## Your objective
What you return should match every entry, character for character.

## Data for review
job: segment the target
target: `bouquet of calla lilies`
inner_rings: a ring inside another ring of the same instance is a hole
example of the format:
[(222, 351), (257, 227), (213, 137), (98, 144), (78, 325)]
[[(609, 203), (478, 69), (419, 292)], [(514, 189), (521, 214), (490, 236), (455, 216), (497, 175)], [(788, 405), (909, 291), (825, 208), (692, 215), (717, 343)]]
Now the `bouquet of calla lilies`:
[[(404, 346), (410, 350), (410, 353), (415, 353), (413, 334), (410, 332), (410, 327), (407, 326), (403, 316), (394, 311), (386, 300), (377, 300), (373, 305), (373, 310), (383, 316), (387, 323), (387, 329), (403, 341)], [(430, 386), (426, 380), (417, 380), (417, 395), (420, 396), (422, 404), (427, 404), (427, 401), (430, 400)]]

## Finished exercise
job: segment the target
target: `bouquet of calla lilies`
inner_rings: a ring inside another ring of the same instance is a hole
example of the format:
[(222, 351), (257, 227), (213, 137), (98, 144), (78, 325)]
[[(609, 203), (478, 69), (419, 292)], [(514, 189), (521, 214), (490, 236), (455, 216), (497, 175)], [(788, 405), (909, 291), (825, 208), (692, 215), (717, 343)]]
Now the `bouquet of calla lilies`:
[[(404, 346), (410, 350), (410, 353), (415, 353), (413, 334), (410, 332), (410, 327), (407, 326), (403, 316), (394, 311), (386, 300), (377, 300), (373, 305), (373, 310), (383, 316), (387, 323), (387, 329), (403, 341)], [(430, 386), (426, 380), (417, 380), (417, 395), (420, 396), (422, 404), (427, 404), (427, 401), (430, 400)]]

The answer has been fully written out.